■ **Given request**: Find the line that contains "Each instance of the black jacket". Output it and every line after it to the end of the records, exactly as they appear.

A block of data
##############################
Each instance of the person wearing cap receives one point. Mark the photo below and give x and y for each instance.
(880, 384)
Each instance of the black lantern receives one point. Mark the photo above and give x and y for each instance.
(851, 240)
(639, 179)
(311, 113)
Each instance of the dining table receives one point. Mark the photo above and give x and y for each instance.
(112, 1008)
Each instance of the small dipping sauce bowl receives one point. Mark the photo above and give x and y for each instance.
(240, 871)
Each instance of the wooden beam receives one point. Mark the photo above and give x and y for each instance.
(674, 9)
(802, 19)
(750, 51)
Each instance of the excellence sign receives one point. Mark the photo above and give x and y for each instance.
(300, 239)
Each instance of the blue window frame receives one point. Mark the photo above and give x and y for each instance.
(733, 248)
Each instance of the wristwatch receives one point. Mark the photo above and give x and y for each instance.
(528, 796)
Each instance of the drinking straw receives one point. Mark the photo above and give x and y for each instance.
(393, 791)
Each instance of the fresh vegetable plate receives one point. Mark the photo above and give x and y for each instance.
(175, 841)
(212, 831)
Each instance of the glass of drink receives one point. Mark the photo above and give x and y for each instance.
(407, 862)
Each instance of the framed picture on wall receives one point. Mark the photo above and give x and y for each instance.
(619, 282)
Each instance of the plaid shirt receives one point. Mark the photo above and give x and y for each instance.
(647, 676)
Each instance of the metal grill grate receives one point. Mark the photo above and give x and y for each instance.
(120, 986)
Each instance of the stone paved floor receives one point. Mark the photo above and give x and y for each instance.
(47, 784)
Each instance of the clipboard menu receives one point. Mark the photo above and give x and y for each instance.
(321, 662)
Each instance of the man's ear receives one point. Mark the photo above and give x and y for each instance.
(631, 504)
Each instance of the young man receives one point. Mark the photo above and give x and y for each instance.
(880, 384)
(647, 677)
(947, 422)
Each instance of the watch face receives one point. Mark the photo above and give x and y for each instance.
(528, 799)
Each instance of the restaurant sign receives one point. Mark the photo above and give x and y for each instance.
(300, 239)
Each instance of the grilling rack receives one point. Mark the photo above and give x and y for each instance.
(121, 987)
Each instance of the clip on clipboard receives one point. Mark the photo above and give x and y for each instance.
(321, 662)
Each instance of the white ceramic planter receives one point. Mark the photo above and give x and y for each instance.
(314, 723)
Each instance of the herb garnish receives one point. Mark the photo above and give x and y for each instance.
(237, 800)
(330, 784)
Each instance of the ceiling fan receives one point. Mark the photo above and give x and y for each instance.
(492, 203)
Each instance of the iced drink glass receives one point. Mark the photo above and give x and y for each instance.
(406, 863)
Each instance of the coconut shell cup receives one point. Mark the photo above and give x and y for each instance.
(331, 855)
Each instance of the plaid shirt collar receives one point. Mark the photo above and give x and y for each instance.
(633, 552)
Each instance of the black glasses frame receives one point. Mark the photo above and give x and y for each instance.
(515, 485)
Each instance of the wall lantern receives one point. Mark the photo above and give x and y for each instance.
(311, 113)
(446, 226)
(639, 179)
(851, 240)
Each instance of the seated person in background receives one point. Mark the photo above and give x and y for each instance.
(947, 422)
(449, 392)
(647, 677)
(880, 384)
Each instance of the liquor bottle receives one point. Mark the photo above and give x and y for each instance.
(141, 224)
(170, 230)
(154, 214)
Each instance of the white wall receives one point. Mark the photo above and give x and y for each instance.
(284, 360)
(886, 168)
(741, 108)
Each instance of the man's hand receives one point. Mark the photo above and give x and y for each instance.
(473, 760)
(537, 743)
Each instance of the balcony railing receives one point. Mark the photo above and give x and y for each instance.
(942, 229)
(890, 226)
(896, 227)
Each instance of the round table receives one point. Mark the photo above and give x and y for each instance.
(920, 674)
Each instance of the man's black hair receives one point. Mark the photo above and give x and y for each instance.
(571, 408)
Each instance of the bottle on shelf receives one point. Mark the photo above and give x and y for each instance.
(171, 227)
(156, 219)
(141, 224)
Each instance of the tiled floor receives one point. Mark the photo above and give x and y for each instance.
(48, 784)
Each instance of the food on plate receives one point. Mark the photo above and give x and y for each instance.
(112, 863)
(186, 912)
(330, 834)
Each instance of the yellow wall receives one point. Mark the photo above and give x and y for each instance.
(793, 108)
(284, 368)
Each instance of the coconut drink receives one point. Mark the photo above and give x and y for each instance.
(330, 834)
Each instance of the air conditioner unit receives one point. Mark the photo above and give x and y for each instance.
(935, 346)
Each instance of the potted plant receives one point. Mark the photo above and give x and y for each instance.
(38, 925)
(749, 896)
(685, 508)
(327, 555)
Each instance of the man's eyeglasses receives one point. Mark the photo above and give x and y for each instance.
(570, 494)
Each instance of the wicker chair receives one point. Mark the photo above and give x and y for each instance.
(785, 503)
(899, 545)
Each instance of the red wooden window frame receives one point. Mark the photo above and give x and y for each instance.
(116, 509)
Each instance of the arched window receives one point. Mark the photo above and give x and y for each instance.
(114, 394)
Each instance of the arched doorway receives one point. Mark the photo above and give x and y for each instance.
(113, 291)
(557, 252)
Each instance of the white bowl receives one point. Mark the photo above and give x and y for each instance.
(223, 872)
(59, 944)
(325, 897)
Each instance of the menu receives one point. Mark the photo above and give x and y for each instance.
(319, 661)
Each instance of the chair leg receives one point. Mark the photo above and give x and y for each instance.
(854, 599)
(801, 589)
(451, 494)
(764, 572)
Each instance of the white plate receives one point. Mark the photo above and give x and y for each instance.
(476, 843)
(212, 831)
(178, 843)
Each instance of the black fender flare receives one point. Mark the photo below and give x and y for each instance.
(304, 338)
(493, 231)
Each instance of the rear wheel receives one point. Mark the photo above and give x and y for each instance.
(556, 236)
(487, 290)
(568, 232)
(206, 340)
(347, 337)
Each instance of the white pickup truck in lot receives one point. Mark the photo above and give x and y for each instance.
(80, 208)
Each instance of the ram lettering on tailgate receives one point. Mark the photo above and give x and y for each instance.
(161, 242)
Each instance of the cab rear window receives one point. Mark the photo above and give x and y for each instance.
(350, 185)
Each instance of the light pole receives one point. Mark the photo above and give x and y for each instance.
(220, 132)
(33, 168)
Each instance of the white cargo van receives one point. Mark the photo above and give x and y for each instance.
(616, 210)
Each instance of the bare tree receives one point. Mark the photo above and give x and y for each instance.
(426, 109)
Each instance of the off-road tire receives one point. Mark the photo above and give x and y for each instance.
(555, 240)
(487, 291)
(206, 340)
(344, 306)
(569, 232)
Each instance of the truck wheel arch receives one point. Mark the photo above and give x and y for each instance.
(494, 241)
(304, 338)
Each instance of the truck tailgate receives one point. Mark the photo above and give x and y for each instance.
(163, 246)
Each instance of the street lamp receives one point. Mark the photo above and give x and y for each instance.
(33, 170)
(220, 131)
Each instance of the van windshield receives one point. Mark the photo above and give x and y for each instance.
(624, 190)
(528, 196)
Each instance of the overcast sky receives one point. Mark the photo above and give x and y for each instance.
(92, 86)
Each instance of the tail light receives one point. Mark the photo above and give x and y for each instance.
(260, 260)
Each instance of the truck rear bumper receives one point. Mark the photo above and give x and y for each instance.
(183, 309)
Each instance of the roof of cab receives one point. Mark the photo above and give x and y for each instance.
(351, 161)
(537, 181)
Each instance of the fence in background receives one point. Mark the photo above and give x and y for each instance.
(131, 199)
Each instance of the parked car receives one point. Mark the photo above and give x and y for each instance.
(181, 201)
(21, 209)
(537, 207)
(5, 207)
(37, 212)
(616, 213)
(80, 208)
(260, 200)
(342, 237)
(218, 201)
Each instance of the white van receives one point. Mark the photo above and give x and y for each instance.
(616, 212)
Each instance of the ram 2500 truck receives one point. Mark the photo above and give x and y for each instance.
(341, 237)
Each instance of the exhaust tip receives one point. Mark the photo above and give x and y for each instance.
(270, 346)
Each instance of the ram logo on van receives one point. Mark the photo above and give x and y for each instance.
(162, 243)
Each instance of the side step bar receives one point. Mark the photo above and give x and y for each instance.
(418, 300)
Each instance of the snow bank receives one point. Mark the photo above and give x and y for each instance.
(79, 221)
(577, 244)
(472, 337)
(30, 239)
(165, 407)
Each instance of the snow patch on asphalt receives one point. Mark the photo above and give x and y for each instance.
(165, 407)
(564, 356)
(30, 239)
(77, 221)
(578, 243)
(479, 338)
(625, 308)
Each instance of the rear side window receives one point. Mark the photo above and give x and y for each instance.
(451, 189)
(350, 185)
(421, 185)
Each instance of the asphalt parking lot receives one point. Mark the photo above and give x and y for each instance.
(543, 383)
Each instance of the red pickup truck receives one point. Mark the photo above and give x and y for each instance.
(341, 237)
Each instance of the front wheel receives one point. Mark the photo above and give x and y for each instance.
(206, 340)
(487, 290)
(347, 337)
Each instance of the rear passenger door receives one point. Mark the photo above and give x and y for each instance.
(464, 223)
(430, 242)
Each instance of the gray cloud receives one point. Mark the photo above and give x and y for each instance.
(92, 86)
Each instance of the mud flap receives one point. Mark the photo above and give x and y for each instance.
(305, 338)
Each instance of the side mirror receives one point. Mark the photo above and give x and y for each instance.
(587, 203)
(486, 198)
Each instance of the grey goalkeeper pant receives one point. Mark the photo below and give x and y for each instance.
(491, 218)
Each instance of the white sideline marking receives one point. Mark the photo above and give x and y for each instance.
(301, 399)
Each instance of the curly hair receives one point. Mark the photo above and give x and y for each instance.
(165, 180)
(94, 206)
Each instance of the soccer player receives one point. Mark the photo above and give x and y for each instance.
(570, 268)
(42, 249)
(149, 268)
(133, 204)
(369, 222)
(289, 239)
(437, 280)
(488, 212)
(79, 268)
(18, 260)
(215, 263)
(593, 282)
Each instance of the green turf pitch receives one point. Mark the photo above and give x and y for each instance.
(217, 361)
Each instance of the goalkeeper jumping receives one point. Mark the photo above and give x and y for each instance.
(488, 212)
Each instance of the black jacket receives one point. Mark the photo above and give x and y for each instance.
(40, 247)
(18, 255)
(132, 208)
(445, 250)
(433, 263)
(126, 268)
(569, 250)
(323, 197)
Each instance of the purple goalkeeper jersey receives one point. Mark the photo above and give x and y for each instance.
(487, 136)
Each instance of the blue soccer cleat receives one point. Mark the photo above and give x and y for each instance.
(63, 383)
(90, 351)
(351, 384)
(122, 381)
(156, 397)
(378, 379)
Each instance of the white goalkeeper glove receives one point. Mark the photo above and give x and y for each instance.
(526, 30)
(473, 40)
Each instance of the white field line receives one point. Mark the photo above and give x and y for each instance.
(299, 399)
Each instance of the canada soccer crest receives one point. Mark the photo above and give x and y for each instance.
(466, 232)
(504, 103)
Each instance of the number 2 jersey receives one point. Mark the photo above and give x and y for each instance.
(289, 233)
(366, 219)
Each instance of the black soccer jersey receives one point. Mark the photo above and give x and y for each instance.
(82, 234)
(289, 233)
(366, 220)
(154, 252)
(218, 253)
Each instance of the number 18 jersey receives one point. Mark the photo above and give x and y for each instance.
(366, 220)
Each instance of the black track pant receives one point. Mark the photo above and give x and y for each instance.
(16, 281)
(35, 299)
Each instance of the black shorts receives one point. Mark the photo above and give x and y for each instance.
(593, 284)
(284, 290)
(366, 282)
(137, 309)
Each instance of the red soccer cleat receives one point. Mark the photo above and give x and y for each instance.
##############################
■ **Correct answer**:
Each instance of the black jacket receives one point. Mark the photo above and give x and y for each instance.
(40, 247)
(18, 255)
(132, 208)
(445, 250)
(433, 263)
(126, 268)
(569, 250)
(323, 197)
Each instance of the purple goalkeeper jersey receives one point. Mark the photo above and give x and y for each instance.
(487, 136)
Each instance of the blue soccer cleat receives one point. Mark the photo above and give x and y for each instance.
(63, 383)
(90, 351)
(351, 384)
(122, 381)
(156, 397)
(378, 379)
Each instance of the white goalkeeper glove receives one point. Mark the photo above and give x and y for each instance.
(526, 30)
(473, 40)
Each instance of the white field line receives one point. Mark the photo above and give x and y for each instance.
(299, 399)
Each instance of the canada soccer crest receives one point. Mark the photo above and give x and y for each instance.
(466, 232)
(504, 103)
Each instance of the number 2 jersey receives one point. Mark the photo above and give x and y for each instance.
(289, 233)
(366, 219)
Each instance of the black soccer jersey receives one point. Mark the photo above and give x and y for each instance.
(82, 234)
(289, 233)
(366, 220)
(154, 252)
(218, 253)
Each instance of the number 18 jersey receives one point. Mark the photo above and give x and y for each instance.
(366, 220)
Each instance of the black track pant receives one point. Mark the photo above and give x and y for each instance.
(16, 281)
(35, 299)
Each instance of the black shorts receives one point. Mark the photo above and give x and y for each instance.
(593, 284)
(284, 290)
(366, 282)
(137, 309)
Each instance of the red soccer cleat receives one point. Mark the photo above and give x and y for each instance.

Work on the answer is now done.